(Labeled-object pointing entries)
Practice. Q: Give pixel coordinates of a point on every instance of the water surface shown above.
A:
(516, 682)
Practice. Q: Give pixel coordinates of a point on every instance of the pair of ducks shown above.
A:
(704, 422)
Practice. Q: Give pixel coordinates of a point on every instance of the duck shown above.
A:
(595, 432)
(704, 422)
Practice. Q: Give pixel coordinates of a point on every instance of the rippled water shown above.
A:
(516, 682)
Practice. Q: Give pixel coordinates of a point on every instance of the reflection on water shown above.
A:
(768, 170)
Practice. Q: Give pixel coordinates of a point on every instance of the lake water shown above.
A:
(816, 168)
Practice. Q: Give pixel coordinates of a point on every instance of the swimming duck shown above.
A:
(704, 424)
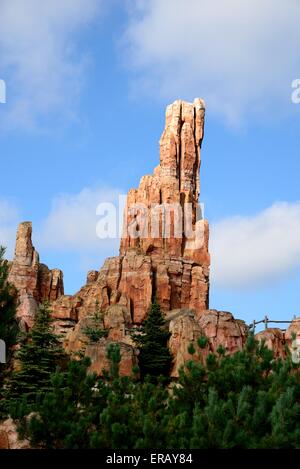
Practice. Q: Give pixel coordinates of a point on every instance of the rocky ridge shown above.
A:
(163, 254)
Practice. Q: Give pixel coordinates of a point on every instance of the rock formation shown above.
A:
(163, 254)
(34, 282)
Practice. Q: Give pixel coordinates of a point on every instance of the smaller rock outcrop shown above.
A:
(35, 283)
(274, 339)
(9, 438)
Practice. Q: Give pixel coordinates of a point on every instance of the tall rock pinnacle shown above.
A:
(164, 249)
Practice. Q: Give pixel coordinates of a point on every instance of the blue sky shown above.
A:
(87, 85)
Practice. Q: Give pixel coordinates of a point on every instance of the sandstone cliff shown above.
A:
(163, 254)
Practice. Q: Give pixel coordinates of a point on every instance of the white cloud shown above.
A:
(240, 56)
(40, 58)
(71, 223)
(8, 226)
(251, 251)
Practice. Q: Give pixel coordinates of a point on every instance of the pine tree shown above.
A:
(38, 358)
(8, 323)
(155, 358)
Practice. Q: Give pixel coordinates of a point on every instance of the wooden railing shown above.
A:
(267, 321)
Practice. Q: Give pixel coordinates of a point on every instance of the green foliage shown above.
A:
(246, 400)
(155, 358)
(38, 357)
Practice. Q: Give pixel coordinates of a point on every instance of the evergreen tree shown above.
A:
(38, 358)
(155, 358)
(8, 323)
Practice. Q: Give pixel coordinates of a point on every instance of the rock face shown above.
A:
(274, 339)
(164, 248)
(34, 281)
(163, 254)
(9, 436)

(TASK INSTRUCTIONS) Reproduce exactly and only the lines from the one with "ducks shown above." through the last entry, both included, excluding every picture.

(CORRECT RESPONSE)
Practice. Q: Give pixel coordinates of a point on every instance of the pair of ducks shown above.
A:
(704, 422)
Practice. Q: Give pixel coordinates of a point on every instance of the duck shown above.
A:
(595, 432)
(704, 422)
Practice. Q: Give pixel coordinates of a point on every instance of the rippled water shown above.
A:
(516, 682)
Practice. Q: Give pixel coordinates of a point on every instance of the reflection on water shown above.
A:
(768, 170)
Practice. Q: Give pixel coordinates of a point on every instance of the lake water shown above.
A:
(816, 168)
Practice. Q: Give pixel coordinates of a point on every instance of the swimming duck shown above.
A:
(704, 424)
Practice. Q: Give pixel coordinates of a point on every instance of the rocky ridge shown above.
A:
(163, 254)
Practice. Q: Give pixel coordinates of a point on every instance of the rock formation shown above.
A:
(163, 254)
(34, 282)
Practice. Q: Give pixel coordinates of a point on every instance of the smaller rock outcrop shown above.
A:
(35, 283)
(274, 339)
(9, 438)
Practice. Q: Give pixel coordinates of a point on every instance of the tall rock pinnacle shown above.
A:
(164, 249)
Practice. Q: Give pixel coordinates of a point on every instance of the blue sky shown above.
A:
(87, 85)
Practice. Q: Give pixel coordinates of a point on every instance of the sandstone cliff shown above.
A:
(163, 254)
Practice. Q: Give pixel coordinates of a point on every instance of the white cloud shown above.
A:
(240, 56)
(40, 58)
(71, 223)
(8, 226)
(251, 251)
Practice. Q: Give pixel coordinates of a point on every instance of the pine tree shown above.
A:
(38, 358)
(8, 323)
(155, 358)
Practice. Q: Give pixel coordinates of a point on every instance of the wooden railing shown above.
A:
(267, 321)
Practice. Q: Give pixel coordinates of a point on every instance of the green foliage shown above.
A:
(246, 400)
(155, 358)
(38, 357)
Practice. Q: Give pixel coordinates of a point on every instance of the evergreen tree shown above.
A:
(38, 358)
(155, 358)
(8, 323)
Practice. Q: Give pixel coordinates of a point on every instance of the rock face shown above.
A:
(274, 339)
(164, 248)
(34, 281)
(163, 254)
(9, 436)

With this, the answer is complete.